Please make sure what you return matches the listing below exactly, minus its pictures.

####################

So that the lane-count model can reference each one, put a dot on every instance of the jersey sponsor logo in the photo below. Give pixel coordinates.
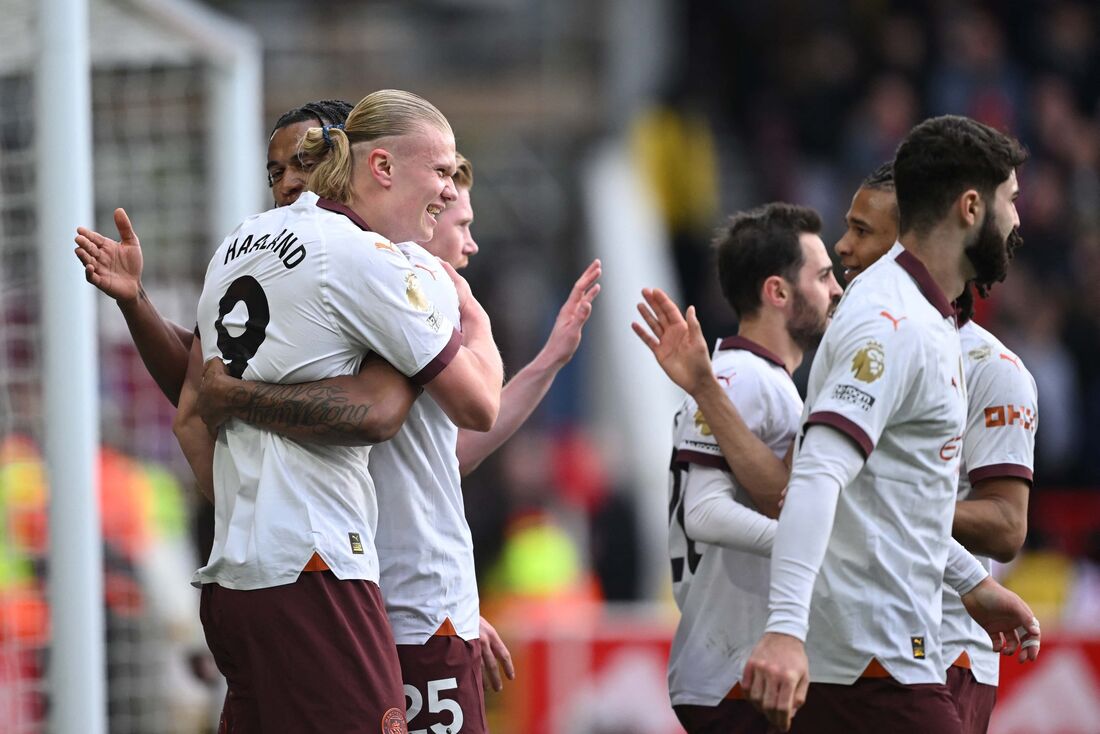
(893, 320)
(356, 544)
(1010, 415)
(393, 722)
(415, 295)
(869, 362)
(854, 395)
(701, 424)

####################

Reply:
So that the lane-count model can reference each one, put a dot on every instance of the jersey sponsor logo in the photo below. Give pixel coordinates.
(893, 320)
(356, 544)
(1010, 415)
(393, 722)
(415, 295)
(869, 362)
(854, 395)
(701, 424)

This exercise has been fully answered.